= SUPPLIED PASSAGE =
=== Section Start ===
Topic Title: Are we missing something?

Life Situation: 36yr old couple of analysts (budget and sustainability) with 1 kid and another on the way in a few weeks; live in DC but plan to move back to midwest (Iowa/Wisconsin?) at FIRE (~18months / June 2022) for cheaper life and closer to family; plan to take it easy with young kiddos for a bit and dabble in our passions (mine: music/art/fitness/outdoors/nonsense; hers: gardening/cooking/ecology) and volunteer; we have had our eye on the prize for awhile and seek some confirmation / redirection on our plan.  We'll provide our future state of assets/liabilities (market and home-sale dependent, of course) to avoid muddying the waters but will also provide current and projected future spending for entertainment value and for your input regarding if the changes we are projecting seem realistic.  We are mostly interested in your perspective on our tax strategy and if we are missing anything.

Gross Salary/Wages: Currently bring in $250K/yr; we plan $0 in work income for quite some time after ER (though opportunities seem to pursue us... and we're both a bit energetic...)

Other Ordinary Income: ~$20K non-taxed military-disability

Current expenses: total ~$100K:
$42K/yr home/mortgage (~$22K interest, $13K principal; $7K escrow);
$23K childcare (1 kid);
$12K food (groceries/restaurants including social occasions/dog);
$7K hobbies;
$7K vacations;
$4K utilities (electric/gas/sewer/water/internet/phone/etc);
$2K car stuff (insurance, gas, repairs);
$2K house stuff (repairs; furniture; etc.);
$1K miscellaneous (professional/clothes/gifts/medical/etc.)

Expected ER expenses (Jun2022): total $55K<$95K
<$30K home
<$2K childcare (very seldom);
$10K food (cooking!);
$0-25K hobbies (super variable depending on market etc.);
$0-15K vacations (super variable depending on market etc.);
$4K utilities (electric/gas/sewer/water/internet/phone/etc);
$2K car stuff (insurance, gas, repairs);
$2K house stuff (repairs; furniture; etc.);
$1K miscellaneous (clothes/gifts/medical/etc.)
=== Section End ===
= STUDY QUESTIONS =
a – Answer these from the early-retirement post:
(i) How much non-taxed military-disability income does the couple have?
(ii) What is the current yearly childcare cost?
(iii) How much do they expect to spend on food after early retirement?
b – Copy out the part of the early-retirement post that opens with the words containing "Gross Salary/Wages: Currently" and closes with "a bit energetic...)".
c – Pick up the early-retirement post after its last line and keep writing it.
The rows that follow have nothing to do with the early-retirement post.

= INPUT DATA =
=== Section Start ===
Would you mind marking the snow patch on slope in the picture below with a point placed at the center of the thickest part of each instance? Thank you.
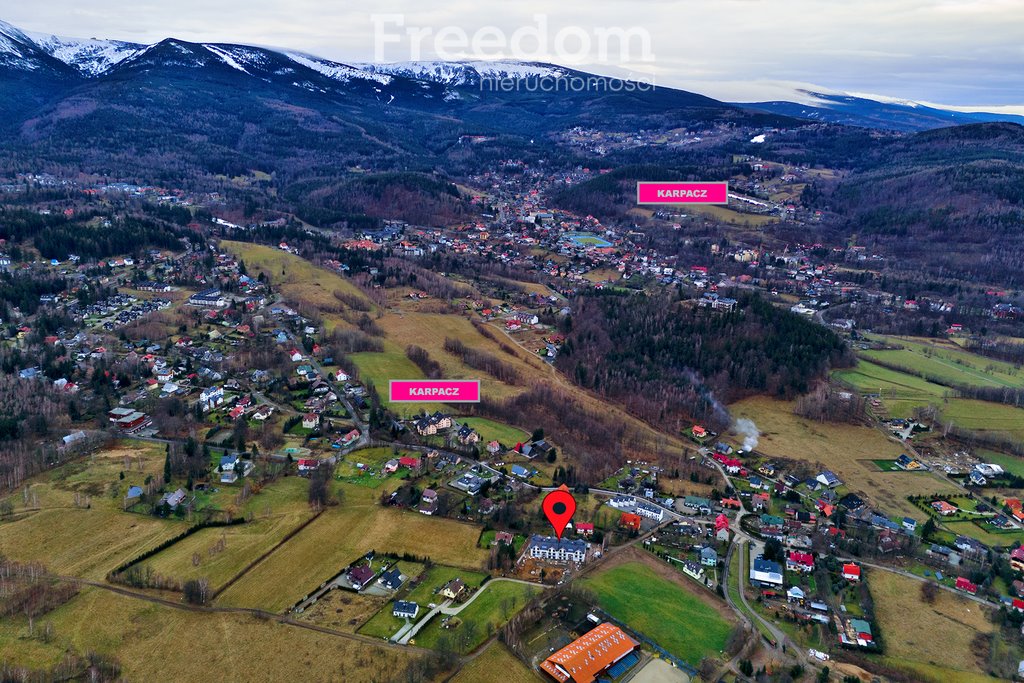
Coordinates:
(226, 57)
(335, 71)
(89, 56)
(464, 73)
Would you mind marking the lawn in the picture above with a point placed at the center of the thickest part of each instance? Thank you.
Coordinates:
(496, 665)
(663, 610)
(297, 279)
(151, 640)
(497, 604)
(847, 450)
(933, 642)
(341, 535)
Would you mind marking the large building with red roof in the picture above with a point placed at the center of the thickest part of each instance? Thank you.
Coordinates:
(588, 656)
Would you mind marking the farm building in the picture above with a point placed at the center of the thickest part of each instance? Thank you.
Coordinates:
(591, 654)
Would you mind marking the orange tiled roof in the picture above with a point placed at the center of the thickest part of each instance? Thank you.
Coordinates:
(588, 655)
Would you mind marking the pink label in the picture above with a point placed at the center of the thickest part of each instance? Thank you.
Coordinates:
(442, 391)
(682, 193)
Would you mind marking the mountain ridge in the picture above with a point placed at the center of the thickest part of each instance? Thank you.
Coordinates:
(94, 57)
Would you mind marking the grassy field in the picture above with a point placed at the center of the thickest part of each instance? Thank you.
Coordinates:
=== Section End ===
= YOUR WRITTEN ANSWERS =
a –
(i) About $20K
(ii) $23K (for 1 kid)
(iii) $10K

b –
Gross Salary/Wages: Currently bring in $250K/yr; we plan $0 in work income for quite some time after ER (though opportunities seem to pursue us... and we're both a bit energetic...)

c –
$5K health insurance (for wife and kids, I am covered by VA)

Assets: PROJECTED (Jun2022) ~$1.8M total with ~$150K in cash; ~$750K trad; ~$85K roth; ~$800K post-tax investment (*note - all investments in aggressive postures w/90/10 split including some growth and IT ETFs*)
additionally we have the $20K annual disability which is adjusted annually for inflation (so at the 4% rule = ~$500K asset)

Liabilities: $0 until we purchase a home/property for <$400K, zero-down through VA

Specific Questions:
1) if we live on only post-tax investment until 59.5, then our income is only based on ordinary dividends, correct?
2) if we convert trad funds to roth funds, then we have to keep our ordinary dividends and conversion "income" below $80K to avoid capital gains tax, correct?
3) if we keep ~3 yrs of must-pay expenses in cash, we are in a better position to ride the waves with an aggressive investment portfolio, correct?
4) Are we nuts to keep ~3 yrs of must-pay expenses in cash?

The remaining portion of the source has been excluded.